[START]

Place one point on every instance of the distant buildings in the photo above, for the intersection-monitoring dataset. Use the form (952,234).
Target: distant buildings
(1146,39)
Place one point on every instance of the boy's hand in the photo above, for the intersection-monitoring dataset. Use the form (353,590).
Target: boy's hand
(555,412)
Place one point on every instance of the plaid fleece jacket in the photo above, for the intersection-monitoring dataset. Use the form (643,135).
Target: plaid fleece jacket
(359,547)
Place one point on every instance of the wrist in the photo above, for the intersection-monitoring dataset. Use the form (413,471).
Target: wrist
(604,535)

[END]

PROBLEM TO SOLVE: Repeat all of the data above line for line, with no changes.

RESULT OF THIS EXERCISE:
Place one point on every instance of the distant buildings in the photo above, for the intersection-monitoring dataset. Use the form (952,234).
Target: distant buildings
(1146,39)
Place one point on every instance of the boy's hand in the photo above, for the intersection-monitoring dataset. Use the form (353,590).
Target: boy's hand
(555,412)
Place one point on every instance of the plaid fleece jacket in the photo above, for the intersection-monitoring dataset. Use the form (643,135).
Target: plaid fleece jacket
(359,547)
Place one point on every instance of the wrist in the photo above, for the intersection-monitoring dataset. Use the form (413,471).
Target: wrist
(604,535)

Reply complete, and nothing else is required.